**WHAT IS ASKED**
Could you carry the forum thread on CIC filters and persistent math errors further, picking up after its last sentence?

**EXCERPT**
When using CIC filters for changing the rate, decimation and interpolation behave differently. In decimation mode, the integrators come first (followed by differentiation after the decimation) and wrap around as you described. With interpolation, the differentiators come first, followed by integrators at the high rate, and those are the structures that will turn into white noise generators with a single math error. 

Bob

Reply by Tim Wescott ●January 1, 20172017-01-01

On Sun, 01 Jan 2017 07:11:42 -0800, radams2000 wrote:

> Tim
> 
> That's true of CIC decimation filters, however Randy's post made no
> mention of rate changes so he was referring to a filter where you take
> the difference between the input and output of a delay line and
> integrate the result, in which case an error will cause a permanent DC
> offset.
> When using CIC filters for changing the rate, decimation and
> interpolation behave differently. In decimation mode, the integrators
> come first (followed by differentiation after the decimation) and wrap
> around as you described. With interpolation, the differentiators come
> first, followed by integrators at the high rate, and those are the
> structures that will turn into white noise generators with a single math
> error.

Doesna matter -- do the math.  Instead of saving past values of the 
input, save past values of the sum.  Yes, you have to save ALL past 
values of the sum, and not just the ones on the decimation boundary, but 
then, you don't have that niggling worry about persistent errors.

Because -- (B - A) mod C is still (B - A) mod C, even if you change the 
details of how you got there.

-- 
Tim Wescott
Control systems, embedded software and circuit design
I'm looking for work!  See my website if you're interested
http://www.wescottdesign.com

Reply by Randy Yates ●January 1, 20172017-01-01

Tim Wescott <tim@seemywebsite.com> writes:

> On Fri, 30 Dec 2016 05:56:16 -0800, radams2000 wrote:
>
>> I use these filters all the time, but there's this nagging worry that a
>> single-cycle math error (caused by a glitch or an alpha particle or
>> whatever ) will produce a permanent DC offset in the output.  If you
>> want to get fancy you can detect this and reset your filter.

**DATASET EXCERPT**
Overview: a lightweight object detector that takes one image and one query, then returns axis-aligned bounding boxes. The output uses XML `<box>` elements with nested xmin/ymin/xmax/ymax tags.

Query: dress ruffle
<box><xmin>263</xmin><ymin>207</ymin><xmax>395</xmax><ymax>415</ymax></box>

**ANSWER FOR THIS EXERCISE**
>> 
>> Bob
>
> The technique used in CIC filters makes that a non-problem -- instead of 
> saving the vector of past data and subtracting out the n-th oldest one 
> from the sum (and thus preserving any errors to the sum forever), save a 
> vector of past sums and subtract out the n-th oldest one.  If you use 
> wrap-on-overflow arithmetic, then your alpha-particle data-smash will 
> only affect the filter output for at most n samples -- the same as if it 
> happened to the input data.
>
> In general it means you're saving data with a wider word length, but 
> you're picking up some dependability.

Tim,

I don't understand. Are you saying form a filter with this difference
equation:

  y[n] = y[n - 1] - y[n - N] + x[n] ?

If my math is correct, this works out to a z-transform of

  Y(z)/X(z) = 1 - z^(-1) + z^(-N),

and this is not the same as a boxcar sum, is it?
-- 
Randy Yates, DSP/Embedded Firmware Developer
Digital Signal Labs
http://www.digitalsignallabs.com

Reply by Tim Wescott ●January 2, 20172017-01-02

On Sun, 01 Jan 2017 22:09:42 -0500, Randy Yates wrote:

> Tim Wescott <tim@seemywebsite.com> writes:
> 
>> On Fri, 30 Dec 2016 05:56:16 -0800, radams2000 wrote:
>>
>>> I use these filters all the time, but there's this nagging worry that
>>> a single-cycle math error (caused by a glitch or an alpha particle or
>>> whatever ) will produce a permanent DC offset in the output.  If you
>>> want to get fancy you can detect this and reset your filter.
>>> 
>>> Bob
>>
>> The technique used in CIC filters makes that a non-problem -- instead
>> of saving the vector of past data and subtracting out the n-th oldest
>> one from the sum (and thus preserving any errors to the sum forever),
>> save a vector of past sums and subtract out the n-th oldest one.  If
>> you use wrap-on-overflow arithmetic, then your alpha-particle
>> data-smash will only affect the filter output for at most n samples --
>> the same as if it happened to the input data.
>>
>> In general it means you're saving data with a wider word length, but
>> you're picking up some dependability.
> 
> Tim,
> 
> I don't understand. Are you saying form a filter with this difference
> equation:
> 
>   y[n] = y[n - 1] - y[n - N] + x[n] ?
> 
> If my math is correct, this works out to a z-transform of
> 
>   Y(z)/X(z) = 1 - z^(-1) + z^(-N),
> 
> and this is not the same as a boxcar sum, is it?

Given u[n] in and y[n] out:

y[n] = y[n - 1] + u[n] - u[n - N]

vs.

y[n] = sum_k={n-N+1}^n u[n]

vs.

x[n] = x[n - 1] + u[n]
y[n] = x[n] - x[n - N]

Unless I've done something tremendously stupid with my math, they all 
have the transfer function H(z) = (1 - z^-N)/(1 - z^-1) = 1 + z^-1 + ... 
+ z^-(N-1).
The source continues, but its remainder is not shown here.